## THE EXERCISE
Format the records below as a two-column CSV with the header input,output. Give one row per record, with its text under input and its answer under output, each wrapped in quotes and with line breaks replaced by spaces.

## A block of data

════════

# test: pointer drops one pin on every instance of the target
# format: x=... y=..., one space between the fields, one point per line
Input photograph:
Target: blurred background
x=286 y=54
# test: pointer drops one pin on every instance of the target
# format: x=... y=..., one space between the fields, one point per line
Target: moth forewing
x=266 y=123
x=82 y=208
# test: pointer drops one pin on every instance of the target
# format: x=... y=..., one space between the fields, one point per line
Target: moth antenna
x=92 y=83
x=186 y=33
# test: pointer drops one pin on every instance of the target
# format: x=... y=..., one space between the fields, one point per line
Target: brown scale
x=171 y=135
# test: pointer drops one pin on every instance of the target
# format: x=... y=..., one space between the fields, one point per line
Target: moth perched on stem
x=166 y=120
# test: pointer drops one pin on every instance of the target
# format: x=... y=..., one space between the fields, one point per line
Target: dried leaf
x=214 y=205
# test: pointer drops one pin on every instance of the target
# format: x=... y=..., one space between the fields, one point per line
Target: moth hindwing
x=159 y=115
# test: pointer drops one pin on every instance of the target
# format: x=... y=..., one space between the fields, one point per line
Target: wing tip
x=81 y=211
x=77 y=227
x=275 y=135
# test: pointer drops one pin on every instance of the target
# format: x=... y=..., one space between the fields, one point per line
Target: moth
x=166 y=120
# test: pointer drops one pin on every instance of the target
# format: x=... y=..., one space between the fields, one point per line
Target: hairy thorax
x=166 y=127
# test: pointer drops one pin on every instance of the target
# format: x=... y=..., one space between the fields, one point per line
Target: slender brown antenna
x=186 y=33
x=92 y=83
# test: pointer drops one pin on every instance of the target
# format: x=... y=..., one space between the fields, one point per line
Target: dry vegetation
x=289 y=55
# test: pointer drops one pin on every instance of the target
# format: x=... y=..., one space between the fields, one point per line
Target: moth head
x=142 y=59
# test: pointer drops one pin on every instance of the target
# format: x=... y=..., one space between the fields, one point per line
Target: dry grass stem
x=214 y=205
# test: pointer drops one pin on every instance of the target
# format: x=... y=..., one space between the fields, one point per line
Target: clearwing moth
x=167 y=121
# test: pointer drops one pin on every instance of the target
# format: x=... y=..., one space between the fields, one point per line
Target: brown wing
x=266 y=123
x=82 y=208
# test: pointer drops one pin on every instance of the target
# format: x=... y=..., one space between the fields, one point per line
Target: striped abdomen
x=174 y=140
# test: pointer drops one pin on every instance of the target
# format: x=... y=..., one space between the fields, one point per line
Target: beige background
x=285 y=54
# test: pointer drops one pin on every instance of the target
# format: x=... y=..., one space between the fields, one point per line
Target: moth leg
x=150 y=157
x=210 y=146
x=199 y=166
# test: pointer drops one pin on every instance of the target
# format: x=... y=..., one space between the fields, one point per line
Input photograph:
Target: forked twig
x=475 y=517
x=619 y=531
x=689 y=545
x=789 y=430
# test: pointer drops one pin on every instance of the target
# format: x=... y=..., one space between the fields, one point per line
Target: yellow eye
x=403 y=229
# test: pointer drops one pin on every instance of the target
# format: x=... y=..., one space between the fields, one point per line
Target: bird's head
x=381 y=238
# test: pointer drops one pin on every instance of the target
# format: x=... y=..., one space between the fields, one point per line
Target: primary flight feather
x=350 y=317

════════

## EXERCISE RESULT
input,output
"# test: pointer drops one pin on every instance of the target # format: x=... y=..., one space between the fields, one point per line Input photograph: Target: blurred background","x=286 y=54"
"# test: pointer drops one pin on every instance of the target # format: x=... y=..., one space between the fields, one point per line Target: moth forewing","x=266 y=123 x=82 y=208"
"# test: pointer drops one pin on every instance of the target # format: x=... y=..., one space between the fields, one point per line Target: moth antenna","x=92 y=83 x=186 y=33"
"# test: pointer drops one pin on every instance of the target # format: x=... y=..., one space between the fields, one point per line Target: brown scale","x=171 y=135"
"# test: pointer drops one pin on every instance of the target # format: x=... y=..., one space between the fields, one point per line Target: moth perched on stem","x=166 y=120"
"# test: pointer drops one pin on every instance of the target # format: x=... y=..., one space between the fields, one point per line Target: dried leaf","x=214 y=205"
"# test: pointer drops one pin on every instance of the target # format: x=... y=..., one space between the fields, one point per line Target: moth hindwing","x=159 y=115"
"# test: pointer drops one pin on every instance of the target # format: x=... y=..., one space between the fields, one point per line Target: wing tip","x=81 y=211 x=77 y=227 x=275 y=135"
"# test: pointer drops one pin on every instance of the target # format: x=... y=..., one space between the fields, one point per line Target: moth","x=166 y=120"
"# test: pointer drops one pin on every instance of the target # format: x=... y=..., one space between the fields, one point per line Target: hairy thorax","x=166 y=127"
"# test: pointer drops one pin on every instance of the target # format: x=... y=..., one space between the fields, one point per line Target: slender brown antenna","x=186 y=33 x=92 y=83"
"# test: pointer drops one pin on every instance of the target # format: x=... y=..., one space between the fields, one point per line Target: dry vegetation","x=289 y=55"
"# test: pointer drops one pin on every instance of the target # format: x=... y=..., one space between the fields, one point per line Target: moth head","x=142 y=59"
"# test: pointer drops one pin on every instance of the target # format: x=... y=..., one space between the fields, one point per line Target: dry grass stem","x=214 y=205"
"# test: pointer drops one pin on every instance of the target # format: x=... y=..., one space between the fields, one point per line Target: clearwing moth","x=167 y=121"
"# test: pointer drops one pin on every instance of the target # format: x=... y=..., one space between the fields, one point per line Target: brown wing","x=266 y=123 x=82 y=208"
"# test: pointer drops one pin on every instance of the target # format: x=... y=..., one space between the fields, one point per line Target: striped abdomen","x=174 y=140"
"# test: pointer drops one pin on every instance of the target # format: x=... y=..., one space between the fields, one point per line Target: beige background","x=285 y=54"
"# test: pointer drops one pin on every instance of the target # format: x=... y=..., one space between the fields, one point per line Target: moth leg","x=150 y=157 x=210 y=146 x=199 y=166"
"# test: pointer drops one pin on every instance of the target # format: x=... y=..., one space between the fields, one point per line Input photograph: Target: forked twig","x=475 y=517 x=619 y=531 x=689 y=545 x=789 y=430"
"# test: pointer drops one pin on every instance of the target # format: x=... y=..., one space between the fields, one point per line Target: yellow eye","x=403 y=229"
"# test: pointer drops one pin on every instance of the target # format: x=... y=..., one space between the fields, one point per line Target: bird's head","x=381 y=238"
"# test: pointer drops one pin on every instance of the target # format: x=... y=..., one space between the fields, one point per line Target: primary flight feather","x=350 y=317"